▶ **Complete o seguinte**
1. No texto sobre os defeitos, a quem foi escrita a carta de Clarice Lispector citada no início?
2. Por favor, copie literalmente o trecho do texto sobre os defeitos que vai de "Desde Aristóteles, sabemos" até "e suas ações.", incluindo essas palavras.

▶ **Bloco de texto**
────

No trecho de uma carta escrita a Tania Kaufmann, Clarice Lispector aconselha que “até cortar os defeitos pode ser perigoso, pois nunca se sabe qual deles sustenta nosso edifício inteiro”. Leio e releio essa frase não apenas como um presságio de uma mulher desesperançosa que apoia o cigarro entre os dedos, mas como um verdadeiro dilema ético, fundamental a todo vivente que carrega o peso da consciência e a liberdade de construir a si mesmo.
Desde Aristóteles, sabemos que a diferença entre vício e virtude é apenas uma questão de medida. Em alguns momentos, reagir é sinal de coragem. Em outros, fingir-se de morto é a mais alta sabedoria. A depender do contexto e das infinitas possibilidades de responder às mais variadas situações, cada sujeito decide, no calor da luta, aquilo que mais condiz com sua própria natureza. Para alguns, o pecado. Para o outros, a santidade. Porém, uma coisa é certa: não existe forma ideal para o ser humano e suas ações.
Na opressão contemporânea do que podemos chamar de “engenharia da felicidade”, criamos a idealização de um humano politicamente correto, corporalmente perfeito, espiritualmente elevado e afetivamente realizado. Esse novo humanismo, que coloca na tecnologia seu grande caminho de libertação, acredita em um indivíduo autônomo e livre, inimigo de todo preconceito, higienizado o bastante para não se alimentar do sofrimento alheio, empático diante de toda diferença, educável para o bem, bastando apenas ser corretamente instruído para que ele sinta vontade de construir um mundo melhor.

────

▶ **Extratos dos registros**
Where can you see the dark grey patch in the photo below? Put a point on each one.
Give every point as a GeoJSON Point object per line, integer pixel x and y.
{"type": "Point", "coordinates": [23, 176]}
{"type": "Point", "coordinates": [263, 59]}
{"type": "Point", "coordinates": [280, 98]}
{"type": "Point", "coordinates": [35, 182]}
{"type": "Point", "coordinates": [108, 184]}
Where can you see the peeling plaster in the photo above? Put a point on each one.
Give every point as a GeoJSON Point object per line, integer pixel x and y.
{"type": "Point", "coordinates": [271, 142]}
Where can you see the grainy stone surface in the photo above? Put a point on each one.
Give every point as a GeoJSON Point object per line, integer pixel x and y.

────

▶ **Respostas por tarefa**
1. A Tania Kaufmann.

2.
Desde Aristóteles, sabemos que a diferença entre vício e virtude é apenas uma questão de medida. Em alguns momentos, reagir é sinal de coragem. Em outros, fingir-se de morto é a mais alta sabedoria. A depender do contexto e das infinitas possibilidades de responder às mais variadas situações, cada sujeito decide, no calor da luta, aquilo que mais condiz com sua própria natureza. Para alguns, o pecado. Para o outros, a santidade. Porém, uma coisa é certa: não existe forma ideal para o ser humano e suas ações.